• _Aim A_: Could you recast every line of the records, which come after the text, as a Markdown table with the columns Row and Line, numbering the rows and leaving out blank lines?

• _Page_:

Every once in a while, StyleGAN2 crashes on my VM due to a memory error (output below). I have not had time to investigate, and am simply stopping & restarting StyleGAN2 every 8 hours (logs show that the crash occurs 8-14hrs into training). Make sure you update the resume* vars in training/training_loop.py with each restart.

A few other times my screen session simply crashed with no warning. Ideally one would have a monitoring script that checks not the output log file but perhaps the existence of the python process or nvidia-smi to ensure the GPUs are working.

Traceback (most recent call last):
  File "run_training.py", line 192, in <module>
    main()
  File "run_training.py", line 187, in main
    run(**vars(args))
  File "run_training.py", line 120, in run
    dnnlib.submit_run(**kwargs)
  File "/home/myuser/stylegan2-master/dnnlib/submission/submit.py", line 343, in submit_run
    return farm.submit(submit_config, host_run_dir)
  File "/home/myuser/stylegan2-master/dnnlib/submission/internal/local.py", line 22, in submit
    return run_wrapper(submit_config)
  File "/home/myuser/stylegan2-master/dnnlib/submission/submit.py", line 280, in run_wrapper
    run_func_obj(**submit_config.run_func_kwargs)
  File "/home/myuser/stylegan2-master/training/training_loop.py", line 341, in training_loop
    metrics.run(pkl, run_dir=dnnlib.make_run_dir_path(), data_dir=dnnlib.convert_path(data_dir), num_gpus=num_gpus, tf_config=tf_config)
  File "/home/myuser/stylegan2-master/metrics/metric_base.py", line 151, in run
    metric.run(*args, **kwargs)
  File "/home/myuser/stylegan2-master/metrics/metric_base.py", line 67, in run
    self._evaluate(Gs, Gs_kwargs=Gs_kwargs, num_gpus=num_gpus)
  File "/home/myuser/stylegan2-master/metrics/frechet_inception_distance.py", line 54, in _evaluate
    labels = self._get_random_labels_tf(self.minibatch_per_gpu)
  File "/home/myuser/stylegan2-master/metrics/metric_base.py", line 140, in _get_random_labels_tf
    return self._get_dataset_obj().get_random_labels_tf(minibatch_size)
  File "/home/myuser/stylegan2-master/metrics/metric_base.py", line 121, in _get_dataset_obj
    self._dataset_obj = dataset.load_dataset(data_dir=self._data_dir, **self._dataset_args)

• _Provided records_:
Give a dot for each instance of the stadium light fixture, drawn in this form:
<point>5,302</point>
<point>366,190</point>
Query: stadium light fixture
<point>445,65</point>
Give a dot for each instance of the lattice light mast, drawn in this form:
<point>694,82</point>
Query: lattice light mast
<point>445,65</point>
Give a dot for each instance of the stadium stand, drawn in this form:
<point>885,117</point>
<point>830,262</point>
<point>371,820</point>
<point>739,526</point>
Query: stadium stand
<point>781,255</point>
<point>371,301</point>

• _Aim B_: Can you continue the post about StyleGAN2 crashing during training from the point where it stops?

• _Final result A_:
| Row | Line |
|---|---|
| 1 | Give a dot for each instance of the stadium light fixture, drawn in this form: |
| 2 | <point>5,302</point> |
| 3 | <point>366,190</point> |
| 4 | Query: stadium light fixture |
| 5 | <point>445,65</point> |
| 6 | Give a dot for each instance of the lattice light mast, drawn in this form: |
| 7 | <point>694,82</point> |
| 8 | Query: lattice light mast |
| 9 | <point>445,65</point> |
| 10 | Give a dot for each instance of the stadium stand, drawn in this form: |
| 11 | <point>885,117</point> |
| 12 | <point>830,262</point> |
| 13 | <point>371,820</point> |
| 14 | <point>739,526</point> |
| 15 | Query: stadium stand |
| 16 | <point>781,255</point> |
| 17 | <point>371,301</point> |

• _Final result B_:
  File "/home/myuser/stylegan2-master/training/dataset.py", line 192, in load_dataset
    dataset = dnnlib.util.get_obj_by_name(class_name)(**kwargs)
  File "/home/myuser/stylegan2-master/training/dataset.py", line 86, in __init__
    self._np_labels = np.zeros([1<<30, 0], dtype=np.float32)
MemoryError: Unable to allocate 0 bytes for an array with shape (1073741824, 0) and data type float32

Generate Images

The scripts for generating images and interpolation videos from gwern.net: "Making Anime Faces With StyleGAN" still work with StyleGAN2, although they may need some tweaking. For example, config.py no longer exists in v2, but that file is only used to determine the cache, results, and datasets directories, so you can just hard-code them in instead. These minor changes can be found in my colab notebook here:

https://colab.research.google.com/drive/1sINSGdVlkepc_0vFH54E7yIY3zzLmNvu

Uncurated images: python3.6 run_generator.py generate-images --network=results/00001-stylegan2-glaze-1gpu-config-e/network-snapshot-000782.pkl --seeds=6626-7626 --truncation-psi=0.5

Curated images: python3.6 run_generator.py generate-images --network=results/00001-stylegan2-glaze-1gpu-config-e/network-snapshot-000782.pkl --seeds=6626-7626 --truncation-psi=1.0

Generate style mixing example (matches style mixing video clip)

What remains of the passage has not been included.